Items from a dataset
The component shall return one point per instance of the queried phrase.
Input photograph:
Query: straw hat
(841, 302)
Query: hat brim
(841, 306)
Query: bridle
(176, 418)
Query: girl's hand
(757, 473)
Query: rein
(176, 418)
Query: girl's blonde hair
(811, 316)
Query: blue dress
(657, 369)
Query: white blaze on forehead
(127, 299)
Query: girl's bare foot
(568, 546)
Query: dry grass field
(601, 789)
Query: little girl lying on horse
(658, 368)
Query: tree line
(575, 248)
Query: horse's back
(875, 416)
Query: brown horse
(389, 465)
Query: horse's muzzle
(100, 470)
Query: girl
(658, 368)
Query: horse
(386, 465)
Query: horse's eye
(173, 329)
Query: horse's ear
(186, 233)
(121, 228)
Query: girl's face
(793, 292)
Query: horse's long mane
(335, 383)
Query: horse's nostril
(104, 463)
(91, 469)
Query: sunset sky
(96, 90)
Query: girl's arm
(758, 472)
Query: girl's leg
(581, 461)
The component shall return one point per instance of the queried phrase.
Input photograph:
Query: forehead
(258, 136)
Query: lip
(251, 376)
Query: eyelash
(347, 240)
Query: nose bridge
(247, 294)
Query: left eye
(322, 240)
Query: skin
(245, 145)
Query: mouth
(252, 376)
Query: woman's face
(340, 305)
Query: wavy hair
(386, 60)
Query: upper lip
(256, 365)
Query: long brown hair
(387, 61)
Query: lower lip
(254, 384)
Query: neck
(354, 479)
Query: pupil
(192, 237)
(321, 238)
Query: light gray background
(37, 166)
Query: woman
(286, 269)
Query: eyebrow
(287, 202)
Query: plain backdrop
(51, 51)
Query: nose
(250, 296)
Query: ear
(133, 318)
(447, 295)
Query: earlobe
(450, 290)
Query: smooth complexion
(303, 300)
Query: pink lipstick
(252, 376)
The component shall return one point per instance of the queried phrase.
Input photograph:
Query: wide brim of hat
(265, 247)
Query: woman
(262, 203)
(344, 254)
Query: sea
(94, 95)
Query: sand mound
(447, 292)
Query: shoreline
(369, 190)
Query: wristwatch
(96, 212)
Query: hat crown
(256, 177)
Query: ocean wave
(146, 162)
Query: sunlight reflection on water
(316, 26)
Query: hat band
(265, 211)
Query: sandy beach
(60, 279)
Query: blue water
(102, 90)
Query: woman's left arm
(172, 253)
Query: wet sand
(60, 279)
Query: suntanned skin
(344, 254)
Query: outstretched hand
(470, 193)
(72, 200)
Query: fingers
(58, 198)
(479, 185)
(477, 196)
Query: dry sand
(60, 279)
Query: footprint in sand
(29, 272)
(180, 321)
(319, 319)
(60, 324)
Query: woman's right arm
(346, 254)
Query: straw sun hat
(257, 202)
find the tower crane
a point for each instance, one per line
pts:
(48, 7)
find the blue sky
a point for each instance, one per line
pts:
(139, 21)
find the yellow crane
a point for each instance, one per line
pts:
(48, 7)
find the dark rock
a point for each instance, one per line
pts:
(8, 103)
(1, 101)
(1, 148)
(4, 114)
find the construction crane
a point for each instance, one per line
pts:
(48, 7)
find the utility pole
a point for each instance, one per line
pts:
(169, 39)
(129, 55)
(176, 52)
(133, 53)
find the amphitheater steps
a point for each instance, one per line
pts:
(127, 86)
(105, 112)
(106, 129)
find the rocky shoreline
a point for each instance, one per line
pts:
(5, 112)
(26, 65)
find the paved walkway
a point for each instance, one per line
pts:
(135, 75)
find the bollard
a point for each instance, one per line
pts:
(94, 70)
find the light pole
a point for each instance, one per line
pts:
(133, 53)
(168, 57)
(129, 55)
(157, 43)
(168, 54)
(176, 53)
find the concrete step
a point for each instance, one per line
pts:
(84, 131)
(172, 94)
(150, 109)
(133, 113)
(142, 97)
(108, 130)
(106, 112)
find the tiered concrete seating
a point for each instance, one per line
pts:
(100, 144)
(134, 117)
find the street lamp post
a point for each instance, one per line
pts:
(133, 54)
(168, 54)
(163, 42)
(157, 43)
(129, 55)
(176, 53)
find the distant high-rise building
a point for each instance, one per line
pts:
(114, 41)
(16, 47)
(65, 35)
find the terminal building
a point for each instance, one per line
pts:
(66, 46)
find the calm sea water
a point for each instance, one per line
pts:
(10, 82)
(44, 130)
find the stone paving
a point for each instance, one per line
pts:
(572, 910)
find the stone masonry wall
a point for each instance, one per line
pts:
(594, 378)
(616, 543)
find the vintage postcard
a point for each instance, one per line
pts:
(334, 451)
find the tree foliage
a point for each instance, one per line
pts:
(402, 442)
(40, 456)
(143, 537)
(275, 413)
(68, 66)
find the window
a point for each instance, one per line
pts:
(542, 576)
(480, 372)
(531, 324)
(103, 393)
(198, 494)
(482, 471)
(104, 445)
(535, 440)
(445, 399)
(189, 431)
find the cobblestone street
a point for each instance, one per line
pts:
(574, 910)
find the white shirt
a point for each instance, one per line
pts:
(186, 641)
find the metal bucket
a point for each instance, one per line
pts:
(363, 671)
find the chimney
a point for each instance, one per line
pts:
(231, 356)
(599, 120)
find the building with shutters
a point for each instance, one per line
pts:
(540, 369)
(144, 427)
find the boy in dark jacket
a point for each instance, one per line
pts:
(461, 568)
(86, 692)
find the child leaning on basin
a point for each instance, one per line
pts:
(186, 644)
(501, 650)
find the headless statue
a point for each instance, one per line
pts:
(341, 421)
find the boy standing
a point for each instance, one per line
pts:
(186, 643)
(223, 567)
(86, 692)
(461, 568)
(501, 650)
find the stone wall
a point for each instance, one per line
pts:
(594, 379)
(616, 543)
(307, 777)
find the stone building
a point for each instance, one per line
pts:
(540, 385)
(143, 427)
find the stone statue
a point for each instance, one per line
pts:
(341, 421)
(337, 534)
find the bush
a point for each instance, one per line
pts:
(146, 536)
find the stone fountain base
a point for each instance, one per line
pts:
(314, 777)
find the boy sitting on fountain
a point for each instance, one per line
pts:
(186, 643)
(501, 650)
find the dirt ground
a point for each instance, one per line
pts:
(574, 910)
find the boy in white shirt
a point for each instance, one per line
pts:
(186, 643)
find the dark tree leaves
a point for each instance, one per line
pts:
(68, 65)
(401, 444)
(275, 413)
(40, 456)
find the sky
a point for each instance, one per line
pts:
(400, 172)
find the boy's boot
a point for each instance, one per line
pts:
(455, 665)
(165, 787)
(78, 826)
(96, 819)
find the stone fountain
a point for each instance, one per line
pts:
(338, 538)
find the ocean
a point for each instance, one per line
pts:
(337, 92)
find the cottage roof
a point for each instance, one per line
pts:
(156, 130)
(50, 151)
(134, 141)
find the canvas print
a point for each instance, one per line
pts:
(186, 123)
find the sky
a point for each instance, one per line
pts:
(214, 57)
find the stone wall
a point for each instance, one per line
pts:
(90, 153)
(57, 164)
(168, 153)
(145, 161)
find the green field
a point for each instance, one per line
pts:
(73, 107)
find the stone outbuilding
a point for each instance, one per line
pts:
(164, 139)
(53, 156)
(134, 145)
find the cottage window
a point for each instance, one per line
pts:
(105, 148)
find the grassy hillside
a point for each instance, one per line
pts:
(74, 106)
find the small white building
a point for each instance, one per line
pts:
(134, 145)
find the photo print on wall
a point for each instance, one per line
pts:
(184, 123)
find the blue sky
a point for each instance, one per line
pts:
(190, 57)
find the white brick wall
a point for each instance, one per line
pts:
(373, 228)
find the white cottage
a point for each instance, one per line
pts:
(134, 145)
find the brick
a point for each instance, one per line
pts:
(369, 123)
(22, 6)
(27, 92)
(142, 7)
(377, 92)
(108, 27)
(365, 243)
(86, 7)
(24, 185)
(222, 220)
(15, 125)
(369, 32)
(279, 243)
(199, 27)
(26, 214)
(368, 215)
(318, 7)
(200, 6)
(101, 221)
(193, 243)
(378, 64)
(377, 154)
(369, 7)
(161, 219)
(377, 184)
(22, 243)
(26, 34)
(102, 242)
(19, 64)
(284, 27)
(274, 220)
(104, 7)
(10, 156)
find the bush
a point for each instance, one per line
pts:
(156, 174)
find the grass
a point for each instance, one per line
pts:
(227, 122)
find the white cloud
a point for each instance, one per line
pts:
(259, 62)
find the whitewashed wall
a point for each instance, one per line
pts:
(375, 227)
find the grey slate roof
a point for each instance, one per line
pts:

- _Work to complete_:
Check each line of the entries above, and show every one holding the word "dark".

- _Response to this exercise_:
find the dark rock
find the boy in dark jacket
find the dark tree leaves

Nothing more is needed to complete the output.